_Request 1_
From the article on Berkshire Hathaway's Moody's stake, copy the passage starting at "Banking, finance, and" and ending at "close to zero.".
_Request 2_
According to the article on Berkshire Hathaway's Moody's stake, at what price were the shares sold on March 24?
_Request 3_
Go on with the article on Berkshire Hathaway's Moody's stake from the point where it stops.

Banking, finance, and taxes

Buffett and Berkshire Selling Moody's: Target Zero Shares (MCO, BRK-B)

Moody’s Corporation (NYSE: MCO) may be back at the higher-end of its 52-week trading range with shares at $30.51.  But the glory days are long gone.  This was a $60 and $70 stock in 2007.  Berkshire Hathaway Inc. (NYSE: BRK-A, BRK-B) is still the largest shareholder of the company, but Warren Buffett keeps paring down his position.  Just yesterday came a filing showing that the Berkshire empire had unloaded more Moody’s stock.  Buffett may be selling this slow and orderly, but as far as we are concerned the Moody’s-Berkshire stake is on its way somewhere close to zero.

An SEC filing on Thursday showed that Berkshire Hathaway sold more than 205,000 more shares.  This takes the stake down to 30,786,876 shares.  The filing from yesterday showed 148,054 shares were sold on March 23 at $30.23, and then another 57,574 shares were sold on March 24 at $30.37.  Yesterday’s filing follows a earlier filing showing that some 816,000 shares had been sold.   As always, we have an index showing all of the most recent Buffett holdings.

(Region annotation entries)

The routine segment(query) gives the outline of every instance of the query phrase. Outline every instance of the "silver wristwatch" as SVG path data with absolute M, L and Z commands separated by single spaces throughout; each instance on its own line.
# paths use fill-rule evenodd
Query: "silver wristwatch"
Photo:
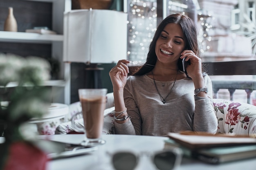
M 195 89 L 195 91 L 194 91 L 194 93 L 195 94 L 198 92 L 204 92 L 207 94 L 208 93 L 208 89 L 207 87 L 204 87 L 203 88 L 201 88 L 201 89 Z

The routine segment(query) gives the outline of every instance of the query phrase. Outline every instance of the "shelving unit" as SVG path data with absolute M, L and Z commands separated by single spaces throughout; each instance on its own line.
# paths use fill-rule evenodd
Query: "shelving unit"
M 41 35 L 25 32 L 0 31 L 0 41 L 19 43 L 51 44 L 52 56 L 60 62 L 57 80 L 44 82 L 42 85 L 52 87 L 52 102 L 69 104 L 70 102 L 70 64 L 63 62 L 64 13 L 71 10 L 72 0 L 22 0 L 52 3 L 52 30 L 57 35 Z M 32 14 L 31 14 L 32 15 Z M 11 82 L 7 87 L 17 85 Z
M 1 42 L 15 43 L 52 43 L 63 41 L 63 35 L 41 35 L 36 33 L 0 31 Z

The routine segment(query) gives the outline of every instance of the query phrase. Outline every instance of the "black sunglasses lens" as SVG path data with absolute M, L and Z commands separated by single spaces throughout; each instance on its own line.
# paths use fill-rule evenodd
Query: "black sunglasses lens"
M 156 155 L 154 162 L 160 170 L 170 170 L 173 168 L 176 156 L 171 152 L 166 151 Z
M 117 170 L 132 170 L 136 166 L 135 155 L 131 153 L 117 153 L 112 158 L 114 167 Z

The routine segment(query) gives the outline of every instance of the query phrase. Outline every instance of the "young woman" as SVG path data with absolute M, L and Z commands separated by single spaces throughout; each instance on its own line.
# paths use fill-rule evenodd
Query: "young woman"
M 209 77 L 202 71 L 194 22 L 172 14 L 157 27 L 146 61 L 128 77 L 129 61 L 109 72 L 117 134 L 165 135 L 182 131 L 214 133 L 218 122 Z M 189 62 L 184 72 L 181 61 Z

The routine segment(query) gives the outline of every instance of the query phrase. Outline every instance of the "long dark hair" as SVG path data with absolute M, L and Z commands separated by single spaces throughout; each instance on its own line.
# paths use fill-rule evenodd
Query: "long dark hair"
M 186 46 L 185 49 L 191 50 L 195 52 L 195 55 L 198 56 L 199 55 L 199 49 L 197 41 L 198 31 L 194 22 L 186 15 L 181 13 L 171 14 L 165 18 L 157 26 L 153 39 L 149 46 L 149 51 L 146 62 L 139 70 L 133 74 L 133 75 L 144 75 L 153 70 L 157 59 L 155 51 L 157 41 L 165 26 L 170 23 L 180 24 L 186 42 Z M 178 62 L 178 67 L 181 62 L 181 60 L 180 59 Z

--

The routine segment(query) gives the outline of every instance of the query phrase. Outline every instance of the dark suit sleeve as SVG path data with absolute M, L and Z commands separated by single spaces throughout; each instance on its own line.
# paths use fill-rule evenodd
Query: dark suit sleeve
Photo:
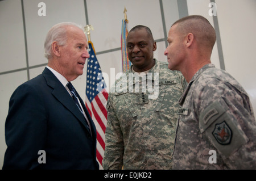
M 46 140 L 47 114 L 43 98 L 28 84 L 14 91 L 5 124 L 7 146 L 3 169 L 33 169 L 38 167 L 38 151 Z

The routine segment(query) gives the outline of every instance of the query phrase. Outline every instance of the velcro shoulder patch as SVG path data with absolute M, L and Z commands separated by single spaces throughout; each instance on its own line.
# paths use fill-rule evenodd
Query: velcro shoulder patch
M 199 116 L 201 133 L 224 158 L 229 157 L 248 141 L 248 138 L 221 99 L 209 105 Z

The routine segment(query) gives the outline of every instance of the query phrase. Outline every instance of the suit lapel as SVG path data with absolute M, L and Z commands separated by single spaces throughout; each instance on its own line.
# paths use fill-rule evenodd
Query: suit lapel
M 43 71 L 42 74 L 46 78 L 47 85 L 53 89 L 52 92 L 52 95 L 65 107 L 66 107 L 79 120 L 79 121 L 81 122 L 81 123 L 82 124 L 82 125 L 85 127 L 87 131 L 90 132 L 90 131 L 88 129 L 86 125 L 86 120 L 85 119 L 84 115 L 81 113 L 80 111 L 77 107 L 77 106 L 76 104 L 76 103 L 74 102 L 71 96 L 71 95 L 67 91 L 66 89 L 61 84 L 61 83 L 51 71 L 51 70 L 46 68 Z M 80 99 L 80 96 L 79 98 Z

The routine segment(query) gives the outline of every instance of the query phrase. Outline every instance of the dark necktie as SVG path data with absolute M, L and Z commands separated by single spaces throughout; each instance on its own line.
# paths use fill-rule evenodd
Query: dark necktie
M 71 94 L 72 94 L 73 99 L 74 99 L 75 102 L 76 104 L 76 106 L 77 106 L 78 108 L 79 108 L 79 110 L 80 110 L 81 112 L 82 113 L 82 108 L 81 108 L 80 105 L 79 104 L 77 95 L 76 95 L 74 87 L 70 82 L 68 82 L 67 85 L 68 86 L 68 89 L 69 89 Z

_Task answer 1_
Banking, finance, and taxes

Buffett and Berkshire Selling Moody's: Target Zero Shares (MCO, BRK-B)

Moody’s Corporation (NYSE: MCO) may be back at the higher-end of its 52-week trading range with shares at $30.51.  But the glory days are long gone.  This was a $60 and $70 stock in 2007.  Berkshire Hathaway Inc. (NYSE: BRK-A, BRK-B) is still the largest shareholder of the company, but Warren Buffett keeps paring down his position.  Just yesterday came a filing showing that the Berkshire empire had unloaded more Moody’s stock.  Buffett may be selling this slow and orderly, but as far as we are concerned the Moody’s-Berkshire stake is on its way somewhere close to zero.

_Task answer 2_
They were sold at $30.37.

_Task answer 3_
Frankly, this is Buffett and friends at Berkshire are acting shockingly slowly.  The good news is that the stock has recovered handily from its lows. The bad news is that its glory days are gone and Chris Dodd has the so-called ‘independent ratings agencies’ in his crosshairs in his financial reform proposal.  Having all of these Triple-A ratings on extremely risky CLOs, CDOs and mortgage derivatives helped to sink the system.

Buffett has a “Forever” timeline when he invests.  When he bought the stake the ratings agencies looked untouchable and as though they had a license to steal.  Jim Cramer back in 2007 said something along those lines about a duopoly of the ratings agencies.  Getting hired to rate companies and issues, and getting paid based on continued favorable ratings — that is he conflict of interest that regulators are pursuimg.

Moody’s won’t be put out of business by the federal regulations.  Its future may be one of recovery.  But the glory days are gone.  Our take has been that Buffett needs to act faster and just get this one-off the Berkshire Hathaway books.  The fundamentals for the future of the company are much different from when Buffett got in, even if the forever scenario is reviewed. Hell, even owning the largest stake did not keep Moody’s from downgrading Berkshire Hathaway.  Unfortunately, the rate at which Berkshire Hathaway is selling Moody’s shares is one which will take years to reach zero.

This also illustrates a problem of Buffett or any others for that matter in being the largest shareholder of a stock and over that 10% threshold.  Getting out is much harder than getting in.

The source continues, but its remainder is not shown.